(Records of labeled points)
------------------------------------------------------------------------

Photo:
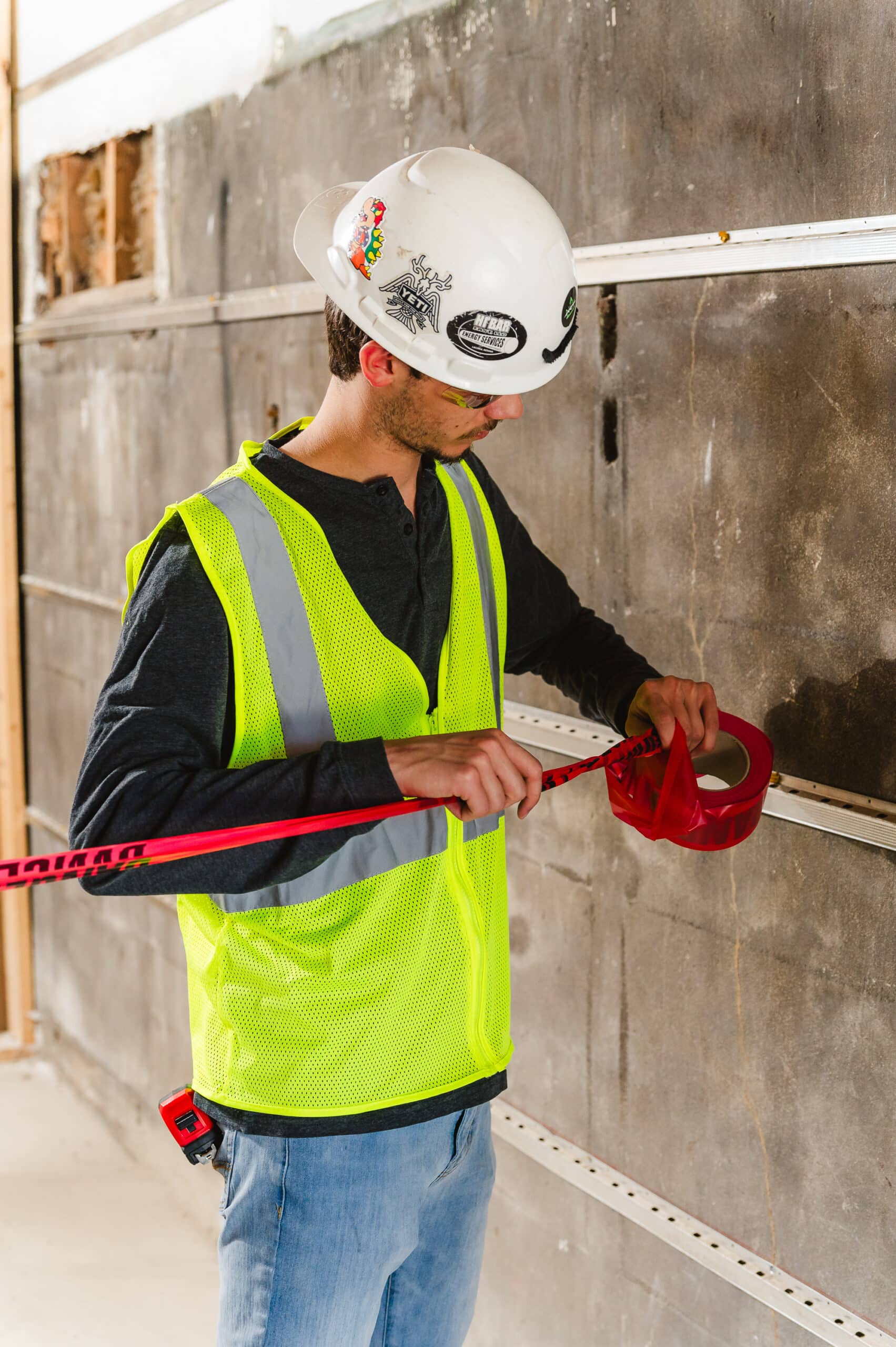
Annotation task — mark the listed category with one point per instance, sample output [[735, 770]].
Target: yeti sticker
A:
[[367, 237], [414, 297], [486, 335]]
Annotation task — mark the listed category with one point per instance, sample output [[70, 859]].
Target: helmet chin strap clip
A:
[[550, 356]]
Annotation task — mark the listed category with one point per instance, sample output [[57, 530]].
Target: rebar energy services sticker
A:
[[487, 335]]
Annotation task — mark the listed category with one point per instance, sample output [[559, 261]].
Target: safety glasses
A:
[[471, 400]]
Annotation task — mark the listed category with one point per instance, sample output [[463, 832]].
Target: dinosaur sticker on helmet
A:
[[367, 237], [414, 297], [487, 335]]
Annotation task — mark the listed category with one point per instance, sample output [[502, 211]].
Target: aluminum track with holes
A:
[[759, 1279], [844, 812]]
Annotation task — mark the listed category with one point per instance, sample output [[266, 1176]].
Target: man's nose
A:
[[508, 407]]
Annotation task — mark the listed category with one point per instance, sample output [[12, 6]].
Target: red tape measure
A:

------------------------------------------------------------------------

Please give every line of the records above as a JSON list of strings, one string per line, with blank lines and the pictures left out.

## RESULT FOR THIS EXERCISE
[
  "Photo:",
  "Annotation task — mark the listed category with one point per instance, sample output [[735, 770]].",
  "Target: yeti sticker",
  "A:",
  "[[367, 237], [414, 297], [486, 335]]",
  "Annotation task — mark the listed category with one point per instance, sample output [[70, 859]].",
  "Target: helmet chin strap clip",
  "A:",
  "[[550, 356]]",
  "Annotation task — mark the listed category with one point per instance, sample output [[57, 530]].",
  "Target: rebar energy services sticker",
  "A:",
  "[[487, 335]]",
  "Annotation task — mark the listed category with one point per instance, sample output [[559, 261]].",
  "Target: safety glasses",
  "A:",
  "[[471, 400]]",
  "Annotation task — mark the listed category with one point per instance, sample output [[463, 832]].",
  "Target: dinosaur sticker on helmet",
  "A:",
  "[[367, 237], [414, 297], [487, 335]]",
  "Annotation task — mark the listed category with one point per instance, sample output [[502, 211]].",
  "Target: aluminum track with holes",
  "A:",
  "[[759, 1279], [844, 812]]",
  "Annotation task — mark the listed category with one point per instance, sample output [[266, 1176]].",
  "Target: man's nose",
  "A:",
  "[[508, 407]]",
  "Annotation task — mark the listed category with one point per instance, sample output [[12, 6]].",
  "Target: red tape measure",
  "A:"
]